> **TASK REQUIREMENTS**:
Your answer must be the full set of records, repeated exactly.

> **DATA EXTRACT**:
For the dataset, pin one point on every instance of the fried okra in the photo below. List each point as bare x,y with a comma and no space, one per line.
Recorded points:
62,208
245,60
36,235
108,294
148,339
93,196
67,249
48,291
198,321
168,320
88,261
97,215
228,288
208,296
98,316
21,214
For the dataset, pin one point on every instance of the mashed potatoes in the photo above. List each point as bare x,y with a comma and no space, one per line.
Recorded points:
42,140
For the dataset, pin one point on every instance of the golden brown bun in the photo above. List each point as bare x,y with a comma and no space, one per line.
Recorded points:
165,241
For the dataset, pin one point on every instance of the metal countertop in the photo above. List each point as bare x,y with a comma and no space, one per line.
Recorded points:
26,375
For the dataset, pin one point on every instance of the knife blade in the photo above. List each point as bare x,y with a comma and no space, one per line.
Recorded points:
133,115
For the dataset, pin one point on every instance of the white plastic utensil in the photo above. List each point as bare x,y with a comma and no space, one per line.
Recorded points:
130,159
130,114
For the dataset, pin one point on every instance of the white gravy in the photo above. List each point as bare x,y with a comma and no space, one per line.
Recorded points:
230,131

> **ANSWER TO THIS TASK**:
For the dataset, pin one point on every instance of the fried okra in the photo below. List each point as bare x,y with a comma and no space, one per line.
Recorded points:
62,208
245,60
36,235
108,294
148,339
93,196
67,249
48,291
198,321
168,320
88,261
97,215
228,288
208,296
98,316
21,214
For the dataset, pin one point on every instance of the mashed potatoes in the photo above. List each point as bare x,y with a comma and no space, one per line.
Recorded points:
42,140
For the dataset, pin one point on every instance of the golden brown bun in the photo above. List each point as bare x,y with a comma and no space, one per line.
Recorded points:
165,241
For the dataset, pin one point on every instance of the metal countertop in the photo above. List each point as bare x,y with a comma and no space, one per line.
Recorded points:
26,375
For the dataset, pin one point on every instance of the knife blade in the photo above. List each point as bare x,y with a comma and no space, one per line.
Recorded points:
133,115
For the dataset, pin one point on every instance of the white plastic utensil in the photo above. List each point as bare x,y with a comma and no space, one per line.
Recorded points:
130,159
130,114
For the dataset, pin one point on every instance of the white gravy in the photo above. List each point as bare x,y with a comma and no space, one per line.
Recorded points:
230,131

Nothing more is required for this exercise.